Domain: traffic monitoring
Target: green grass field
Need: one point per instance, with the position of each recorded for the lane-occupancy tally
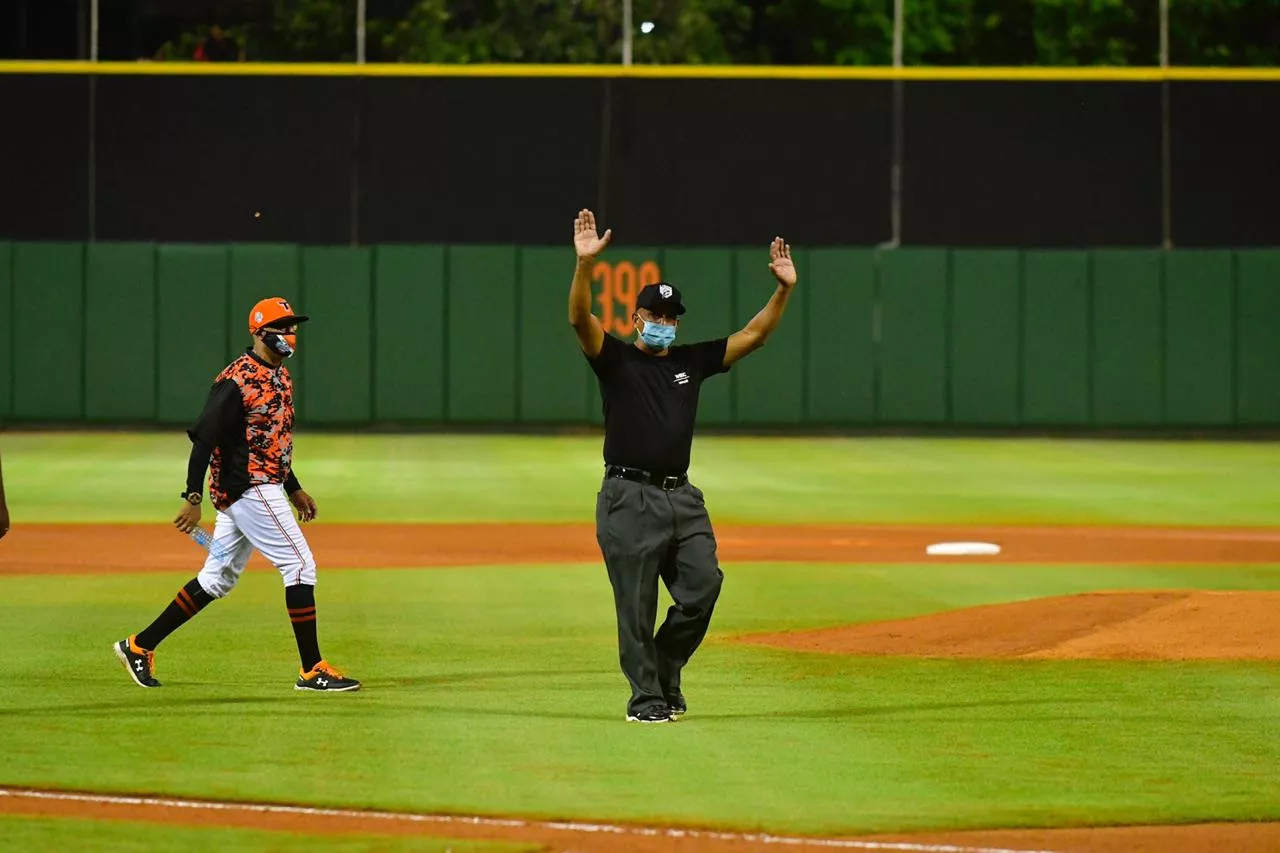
(479, 478)
(496, 689)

== Exercise objective ==
Only the lines starting at the one that holds "Target: green grass field" and ending at the last line of the data belong in your answer. Please set them down exactly and omit the pictures.

== Exercise answer ==
Target: green grass field
Need: one point per instance, with the position of each recorded for the lane-occupancy tally
(479, 478)
(496, 689)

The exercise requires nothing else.